> _WRITTEN REQUEST_
All of the entries must be reproduced exactly, with no images carried over.
START MATERIAL PROVIDED
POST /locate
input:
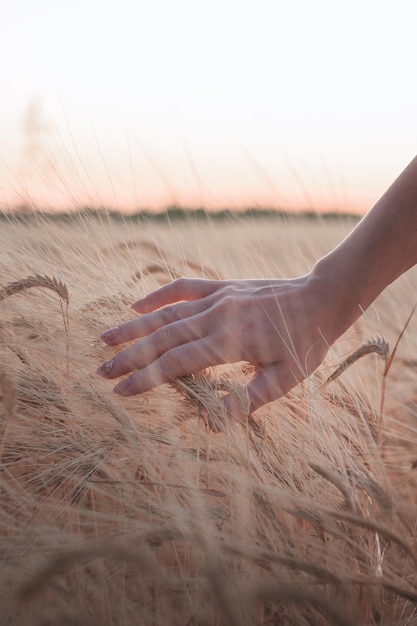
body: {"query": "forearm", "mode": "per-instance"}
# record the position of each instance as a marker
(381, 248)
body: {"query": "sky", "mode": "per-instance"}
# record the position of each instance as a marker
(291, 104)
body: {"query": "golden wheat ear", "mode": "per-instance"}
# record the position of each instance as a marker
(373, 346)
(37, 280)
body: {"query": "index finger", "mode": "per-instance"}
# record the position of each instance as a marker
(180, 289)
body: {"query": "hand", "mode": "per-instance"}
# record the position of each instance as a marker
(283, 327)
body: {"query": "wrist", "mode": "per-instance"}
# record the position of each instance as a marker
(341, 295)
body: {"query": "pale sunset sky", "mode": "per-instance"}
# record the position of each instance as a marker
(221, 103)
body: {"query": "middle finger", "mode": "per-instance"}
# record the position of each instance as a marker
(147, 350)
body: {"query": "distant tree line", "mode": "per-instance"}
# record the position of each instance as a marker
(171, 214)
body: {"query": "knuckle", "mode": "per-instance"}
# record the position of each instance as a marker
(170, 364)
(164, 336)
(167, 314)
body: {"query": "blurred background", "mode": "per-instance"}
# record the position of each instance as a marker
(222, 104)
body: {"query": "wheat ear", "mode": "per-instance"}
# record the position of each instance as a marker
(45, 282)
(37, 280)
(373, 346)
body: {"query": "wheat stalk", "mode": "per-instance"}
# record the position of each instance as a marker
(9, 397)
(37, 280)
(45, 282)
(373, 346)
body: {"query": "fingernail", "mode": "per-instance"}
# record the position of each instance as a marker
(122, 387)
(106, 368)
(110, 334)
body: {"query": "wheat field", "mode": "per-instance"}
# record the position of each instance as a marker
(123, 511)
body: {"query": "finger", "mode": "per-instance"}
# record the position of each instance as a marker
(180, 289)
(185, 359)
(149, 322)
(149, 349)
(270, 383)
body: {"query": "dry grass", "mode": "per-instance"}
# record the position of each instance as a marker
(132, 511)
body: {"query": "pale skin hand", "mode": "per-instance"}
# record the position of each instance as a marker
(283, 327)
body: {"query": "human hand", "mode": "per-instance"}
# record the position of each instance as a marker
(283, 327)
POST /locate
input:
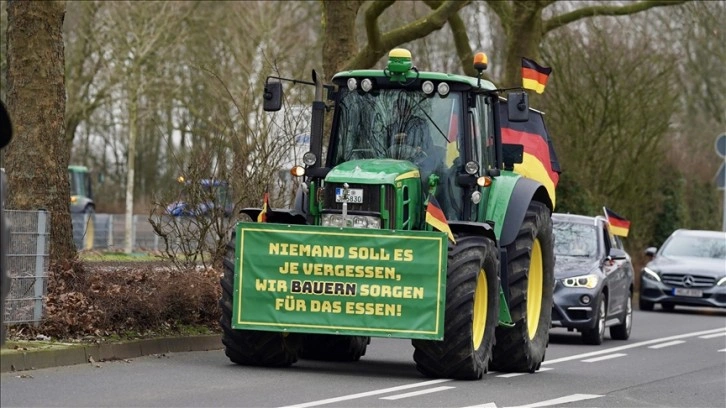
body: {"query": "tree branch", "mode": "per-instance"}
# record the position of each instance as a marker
END MATERIAL PROVIDED
> _COMPLETED EXERCISE_
POST /locate
input:
body: {"query": "forearm", "mode": "per-instance"}
# record the position of each instance as a marker
(381, 248)
body: {"query": "sky", "mode": "per-instance"}
# record the position of each instance as a marker
(291, 104)
body: {"query": "golden wheat ear", "mode": "per-instance"}
# record the position of each instance as a marker
(373, 346)
(37, 280)
body: {"query": "index finger", "mode": "per-instance"}
# record the position of each instance as a marker
(180, 289)
body: {"query": "hand", "mode": "per-instance"}
# record the position of each instance as a marker
(283, 327)
body: {"query": "wrist", "mode": "per-instance"}
# record the position of each instance as a marker
(341, 295)
body: {"query": "pale sunset sky", "mode": "per-instance"}
# record the position of each instance as a marker
(221, 103)
body: {"query": "middle finger", "mode": "per-instance"}
# record the position of each instance as a marker
(147, 350)
body: {"query": "distant tree line", "mode": "per-instance"}
# record the position of each instance as a marker
(171, 214)
body: {"query": "knuckle", "mode": "per-instance"}
# record the position of each instance as a marker
(170, 364)
(164, 336)
(167, 314)
body: {"query": "blurred background", "mode": "per-instance"}
# record the position of each instance as a marker
(222, 104)
body: {"query": "wheat ear", "mode": "per-instance"}
# record the position of each instance as a marker
(45, 282)
(37, 280)
(373, 346)
body: {"query": "wheat stalk", "mode": "per-instance"}
# record the position of each instance as a marker
(9, 397)
(37, 280)
(45, 282)
(373, 346)
body: {"query": "fingernail", "mode": "per-instance"}
# record the position of each instance as a marker
(122, 387)
(106, 368)
(110, 334)
body: {"query": "wheat field", "mode": "per-instance"}
# record the position of each instance as a marker
(123, 511)
body: {"query": "finger", "mode": "per-instance"}
# record the position of each instance as a marker
(180, 289)
(185, 359)
(149, 322)
(149, 349)
(270, 383)
body: {"query": "dry grass", "mode": "per-instance"}
# record the position of each instance as a marker
(132, 511)
body: {"query": "pale skin hand", "mode": "per-instance"}
# record the position of each instance as a marker
(283, 327)
body: {"query": "human hand", "mode": "per-instance"}
# record the position of each instance as a marker
(283, 327)
POST /locate
input:
body: {"query": "tree branch", "mode": "per-instance"}
# record the position of each instance as a marker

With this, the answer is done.